— WHAT THE TASK REQUIRES —
Render every line of the material below as a JSON list of strings, one string per line, leaving out blank lines.

(Position identification records)
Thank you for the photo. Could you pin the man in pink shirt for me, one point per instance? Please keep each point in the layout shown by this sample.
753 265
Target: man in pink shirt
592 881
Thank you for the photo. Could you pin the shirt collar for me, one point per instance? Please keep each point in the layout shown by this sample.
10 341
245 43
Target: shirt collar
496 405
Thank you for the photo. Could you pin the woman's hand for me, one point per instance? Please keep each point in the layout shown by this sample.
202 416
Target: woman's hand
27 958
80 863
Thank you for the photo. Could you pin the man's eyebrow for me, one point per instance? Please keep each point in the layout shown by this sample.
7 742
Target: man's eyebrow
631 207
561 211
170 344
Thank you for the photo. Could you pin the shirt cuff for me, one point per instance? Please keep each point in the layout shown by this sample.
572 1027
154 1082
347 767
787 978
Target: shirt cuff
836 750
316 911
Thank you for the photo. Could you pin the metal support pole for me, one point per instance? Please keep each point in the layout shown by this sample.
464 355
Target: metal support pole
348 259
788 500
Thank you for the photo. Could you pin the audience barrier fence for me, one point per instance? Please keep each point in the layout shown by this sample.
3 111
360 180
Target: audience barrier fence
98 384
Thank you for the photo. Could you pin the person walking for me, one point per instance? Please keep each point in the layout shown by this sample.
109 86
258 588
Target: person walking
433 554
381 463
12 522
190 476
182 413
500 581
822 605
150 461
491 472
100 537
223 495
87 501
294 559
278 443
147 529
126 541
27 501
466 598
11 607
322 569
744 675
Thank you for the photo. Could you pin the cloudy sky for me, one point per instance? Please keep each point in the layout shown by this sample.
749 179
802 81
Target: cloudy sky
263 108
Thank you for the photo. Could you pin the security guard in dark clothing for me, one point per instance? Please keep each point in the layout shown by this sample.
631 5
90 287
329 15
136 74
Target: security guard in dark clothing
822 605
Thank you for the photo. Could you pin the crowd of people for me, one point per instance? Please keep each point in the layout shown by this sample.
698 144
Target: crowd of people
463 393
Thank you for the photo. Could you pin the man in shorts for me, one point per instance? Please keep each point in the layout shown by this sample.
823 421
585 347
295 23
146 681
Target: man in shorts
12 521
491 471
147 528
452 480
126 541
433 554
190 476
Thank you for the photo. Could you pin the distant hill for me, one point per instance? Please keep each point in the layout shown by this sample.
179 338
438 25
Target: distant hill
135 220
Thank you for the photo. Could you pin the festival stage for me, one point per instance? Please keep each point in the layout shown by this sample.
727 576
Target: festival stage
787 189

— EXERCISE RESULT —
[
  "Thank you for the photo. Could you pin the man in pink shirt for me, one point per instance? Please keep each point in the layout shown by this sample.",
  "753 265",
  "Target: man in pink shirt",
  "592 881",
  "Thank you for the photo. Could you pin the shirt collar for me, one point per instance? Please keep each point in the layout shown by this sample.",
  "10 341",
  "245 43",
  "Target: shirt collar",
  "496 405",
  "Thank you for the photo. Could you pin the woman's hand for me, one point per instance? Please keep each point in the layout shown by this sample.",
  "202 416",
  "Target: woman's hand",
  "27 958",
  "80 863",
  "Thank you for the photo. Could you pin the man's eyebrow for me, one point per instance? Please keep each point in the layout shown by this sample.",
  "7 742",
  "Target: man's eyebrow",
  "631 207",
  "561 211",
  "170 344",
  "Thank you for the photo. Could you pin the shirt cuff for me, one point per instance? Please keep each point in the layout shown by this sample.",
  "572 1027",
  "154 1082",
  "347 767",
  "787 978",
  "Target: shirt cuff",
  "836 750",
  "316 911",
  "Thank you for the photo. Could you pin the metal support pole for me, one point per instance? Please keep each point in the layout shown by this sample.",
  "464 355",
  "Target: metal support pole",
  "348 259",
  "788 500",
  "Thank you for the photo. Could you pin the audience barrier fence for me, one point per instance? Please keep each point in the layout shown by this sample.",
  "3 111",
  "360 180",
  "Target: audience barrier fence",
  "98 384",
  "Thank you for the photo. Could you pin the person walking for me, one point per instance? Please keep each point in the layout shown by this sample.",
  "109 86",
  "258 588",
  "Target: person walking",
  "433 554",
  "381 463",
  "12 522",
  "190 476",
  "182 413",
  "500 581",
  "822 605",
  "150 461",
  "491 472",
  "100 537",
  "223 495",
  "87 501",
  "294 559",
  "278 443",
  "147 529",
  "126 541",
  "27 501",
  "466 598",
  "11 607",
  "322 569",
  "744 675",
  "Thank you for the photo. Could you pin the cloudy sky for me, one point per instance? Please keep each point in the layout shown by this sample.",
  "749 179",
  "802 81",
  "Target: cloudy sky",
  "263 108",
  "Thank you for the photo. Could you pin the security guard in dark clothing for me, one point per instance? Please keep each point in the layout shown by this sample.",
  "631 5",
  "90 287",
  "329 15",
  "136 74",
  "Target: security guard in dark clothing",
  "822 605",
  "Thank you for the photo. Could you pin the crowd of people for me, one point per instance? Please keep each point in the layout shown by this sample.",
  "698 144",
  "Target: crowd of people",
  "463 393",
  "Thank you for the photo. Could you pin the man in shorts for me, one point per instance? Please keep each point in the layout shown by this sample.",
  "823 421",
  "585 347",
  "295 23",
  "146 681",
  "Target: man in shorts",
  "12 521",
  "491 471",
  "147 528",
  "452 480",
  "126 541",
  "433 554",
  "190 476",
  "Thank you for the photo. Could you pin the distant hill for me, one point per instance? Please keep each point in the layout shown by this sample.",
  "179 338",
  "438 25",
  "Target: distant hill",
  "135 220",
  "Thank you for the photo. Could you pin the festival stage for me, one point per instance? Please keep each point in the layout shown by this sample.",
  "727 576",
  "Target: festival stage",
  "787 189"
]